── Excerpted records ──

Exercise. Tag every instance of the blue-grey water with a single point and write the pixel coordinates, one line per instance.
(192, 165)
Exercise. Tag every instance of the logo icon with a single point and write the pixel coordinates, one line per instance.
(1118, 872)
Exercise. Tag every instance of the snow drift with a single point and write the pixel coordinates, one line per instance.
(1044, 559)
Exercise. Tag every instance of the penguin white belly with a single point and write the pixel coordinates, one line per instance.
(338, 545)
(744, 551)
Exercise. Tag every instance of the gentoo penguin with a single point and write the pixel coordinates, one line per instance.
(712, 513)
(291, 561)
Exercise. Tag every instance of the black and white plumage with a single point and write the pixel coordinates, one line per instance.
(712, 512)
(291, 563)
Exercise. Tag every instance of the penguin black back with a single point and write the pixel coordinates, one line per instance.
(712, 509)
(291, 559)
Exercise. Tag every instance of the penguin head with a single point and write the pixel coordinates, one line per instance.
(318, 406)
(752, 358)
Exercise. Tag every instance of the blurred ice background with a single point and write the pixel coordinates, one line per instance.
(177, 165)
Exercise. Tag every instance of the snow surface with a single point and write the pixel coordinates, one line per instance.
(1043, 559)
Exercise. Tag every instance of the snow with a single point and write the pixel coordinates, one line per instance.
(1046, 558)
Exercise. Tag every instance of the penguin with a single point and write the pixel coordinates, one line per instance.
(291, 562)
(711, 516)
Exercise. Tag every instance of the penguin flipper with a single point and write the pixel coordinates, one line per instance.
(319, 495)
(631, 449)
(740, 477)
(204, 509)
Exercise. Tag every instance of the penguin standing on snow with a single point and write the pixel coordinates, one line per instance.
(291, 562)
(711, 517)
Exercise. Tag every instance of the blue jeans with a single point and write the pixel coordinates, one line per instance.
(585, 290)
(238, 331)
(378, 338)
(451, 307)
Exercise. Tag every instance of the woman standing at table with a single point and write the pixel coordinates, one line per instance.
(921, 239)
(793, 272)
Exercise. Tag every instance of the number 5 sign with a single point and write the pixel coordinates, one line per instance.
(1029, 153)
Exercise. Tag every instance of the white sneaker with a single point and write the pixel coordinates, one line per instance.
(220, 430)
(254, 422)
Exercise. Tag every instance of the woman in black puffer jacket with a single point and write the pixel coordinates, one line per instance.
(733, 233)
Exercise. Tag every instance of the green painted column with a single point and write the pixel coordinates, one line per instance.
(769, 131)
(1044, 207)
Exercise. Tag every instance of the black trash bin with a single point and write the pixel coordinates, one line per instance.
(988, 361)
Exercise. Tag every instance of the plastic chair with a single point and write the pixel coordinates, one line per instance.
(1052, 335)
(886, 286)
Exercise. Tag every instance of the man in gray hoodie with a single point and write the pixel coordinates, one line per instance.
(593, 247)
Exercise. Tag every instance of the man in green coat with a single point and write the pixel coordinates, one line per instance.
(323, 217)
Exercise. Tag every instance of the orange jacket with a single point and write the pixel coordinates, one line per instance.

───

Format every line of the records above as a JSON list of strings, one string per line, with any blank lines omitted.

[
  "Exercise. Tag every instance of the blue-grey water with a single point and write the pixel coordinates, one line per instance.",
  "(192, 165)",
  "Exercise. Tag every instance of the logo icon with a single point and write the pixel coordinates, one line per instance.",
  "(1118, 872)",
  "Exercise. Tag every instance of the snow drift with a single point and write the pixel coordinates, one line per instance.",
  "(1044, 559)",
  "Exercise. Tag every instance of the penguin white belly with a single point and write the pixel coordinates, one line per instance.",
  "(338, 545)",
  "(744, 551)",
  "Exercise. Tag every instance of the gentoo penguin with a single point and write the pixel coordinates, one line per instance.",
  "(712, 513)",
  "(291, 561)",
  "Exercise. Tag every instance of the black and white plumage with a single point and write the pixel coordinates, one line per instance.",
  "(712, 512)",
  "(291, 563)",
  "Exercise. Tag every instance of the penguin black back with a single point and write the pixel coordinates, one line per instance.",
  "(712, 509)",
  "(291, 559)",
  "Exercise. Tag every instance of the penguin head with a single point and write the pixel coordinates, one line per instance.",
  "(318, 406)",
  "(752, 358)",
  "Exercise. Tag every instance of the blurred ice background with a single point and write the pixel coordinates, one line per instance.",
  "(177, 165)",
  "Exercise. Tag every instance of the snow surface with a single point and write the pixel coordinates, one line per instance.",
  "(1043, 559)",
  "Exercise. Tag every instance of the snow with a single point and write the pixel coordinates, one line per instance.",
  "(1046, 558)",
  "Exercise. Tag every instance of the penguin with a single point and write the pixel coordinates, one line per instance.",
  "(291, 562)",
  "(711, 516)",
  "Exercise. Tag every instance of the penguin flipper with a single point and write the pixel coordinates, one line per instance.",
  "(319, 495)",
  "(631, 449)",
  "(740, 477)",
  "(204, 509)",
  "Exercise. Tag every instance of the penguin standing on snow with a single point and write the pixel coordinates, one line per instance.",
  "(291, 562)",
  "(711, 517)",
  "Exercise. Tag every instance of the blue jeans with a single point and write the pixel coordinates, one line per instance.",
  "(585, 290)",
  "(238, 331)",
  "(378, 338)",
  "(451, 307)",
  "Exercise. Tag every instance of the woman standing at table with a single point and write the pixel coordinates, one line per instance.",
  "(921, 239)",
  "(793, 272)",
  "Exercise. Tag every instance of the number 5 sign with a single point and write the pixel coordinates, one line per instance.",
  "(1029, 153)",
  "Exercise. Tag every instance of the white sneaker with a single point and write the pixel coordinates, one line per instance.",
  "(220, 430)",
  "(254, 422)",
  "Exercise. Tag every instance of the woman in black puffer jacket with a single point and write the pixel coordinates, one line per instance.",
  "(733, 233)",
  "Exercise. Tag every instance of the green painted column with a single point and write the pixel coordinates, one line per instance.",
  "(769, 131)",
  "(1044, 207)",
  "Exercise. Tag every instance of the black trash bin with a single point and write the pixel coordinates, one line per instance.",
  "(988, 361)",
  "Exercise. Tag every instance of the plastic chair with a single point and write the pixel coordinates, one line per instance.",
  "(1052, 335)",
  "(886, 286)",
  "Exercise. Tag every instance of the man in gray hoodie with a single point and write the pixel coordinates, one line per instance.",
  "(593, 247)",
  "Exercise. Tag every instance of the man in green coat with a single point and write the pixel coordinates, one line per instance.",
  "(323, 217)",
  "Exercise. Tag every instance of the orange jacket with a single point and write the pixel coordinates, one line per instance."
]